**Challenge:** In the listing below, rewrite the part that opens with the line containing "purple petal, one" and closes with the line containing "Target: purple petal", changing "purple petal" to "violet petal" and keeping everything else the same. Return only those lines.

**Task material:**
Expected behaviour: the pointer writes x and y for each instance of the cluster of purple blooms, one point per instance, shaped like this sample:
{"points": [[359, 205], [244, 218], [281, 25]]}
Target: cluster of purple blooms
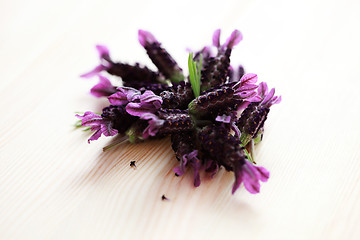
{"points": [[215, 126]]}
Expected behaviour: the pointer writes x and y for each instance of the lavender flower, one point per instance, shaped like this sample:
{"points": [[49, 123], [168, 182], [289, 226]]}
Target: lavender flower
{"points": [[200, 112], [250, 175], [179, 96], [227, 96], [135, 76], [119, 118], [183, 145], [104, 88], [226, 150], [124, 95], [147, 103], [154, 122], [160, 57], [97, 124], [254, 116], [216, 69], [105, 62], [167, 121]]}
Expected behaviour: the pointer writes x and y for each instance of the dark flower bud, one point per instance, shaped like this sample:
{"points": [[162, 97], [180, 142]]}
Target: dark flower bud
==
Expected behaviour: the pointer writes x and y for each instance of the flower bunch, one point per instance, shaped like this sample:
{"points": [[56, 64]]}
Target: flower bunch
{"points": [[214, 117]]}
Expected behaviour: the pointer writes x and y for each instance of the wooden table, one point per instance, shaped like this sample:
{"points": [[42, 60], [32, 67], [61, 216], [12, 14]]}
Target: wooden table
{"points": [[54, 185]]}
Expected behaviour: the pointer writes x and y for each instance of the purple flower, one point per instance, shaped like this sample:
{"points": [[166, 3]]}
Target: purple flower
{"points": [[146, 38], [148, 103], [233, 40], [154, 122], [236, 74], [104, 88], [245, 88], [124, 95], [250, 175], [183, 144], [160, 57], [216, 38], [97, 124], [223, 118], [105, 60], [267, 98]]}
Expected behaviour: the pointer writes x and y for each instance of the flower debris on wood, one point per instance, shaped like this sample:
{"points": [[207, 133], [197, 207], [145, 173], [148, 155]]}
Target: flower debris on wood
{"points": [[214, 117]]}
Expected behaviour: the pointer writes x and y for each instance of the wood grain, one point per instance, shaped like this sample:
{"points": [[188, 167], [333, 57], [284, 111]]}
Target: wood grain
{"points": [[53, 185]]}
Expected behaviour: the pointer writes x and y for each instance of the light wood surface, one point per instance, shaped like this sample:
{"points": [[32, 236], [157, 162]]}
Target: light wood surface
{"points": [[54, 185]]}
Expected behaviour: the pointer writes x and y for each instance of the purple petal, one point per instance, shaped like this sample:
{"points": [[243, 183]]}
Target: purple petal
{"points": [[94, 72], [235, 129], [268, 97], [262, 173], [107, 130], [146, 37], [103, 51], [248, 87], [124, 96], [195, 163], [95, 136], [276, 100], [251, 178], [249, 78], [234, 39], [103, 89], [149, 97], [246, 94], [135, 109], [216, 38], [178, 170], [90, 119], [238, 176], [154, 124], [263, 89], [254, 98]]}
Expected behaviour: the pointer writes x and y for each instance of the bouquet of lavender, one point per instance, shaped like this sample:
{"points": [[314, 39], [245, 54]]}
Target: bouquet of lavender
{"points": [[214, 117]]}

**Solved exercise:**
Expected behaviour: the pointer writes x and y for each instance of the violet petal, one point per instance, shaped like this sample:
{"points": [[243, 183]]}
Target: violet petal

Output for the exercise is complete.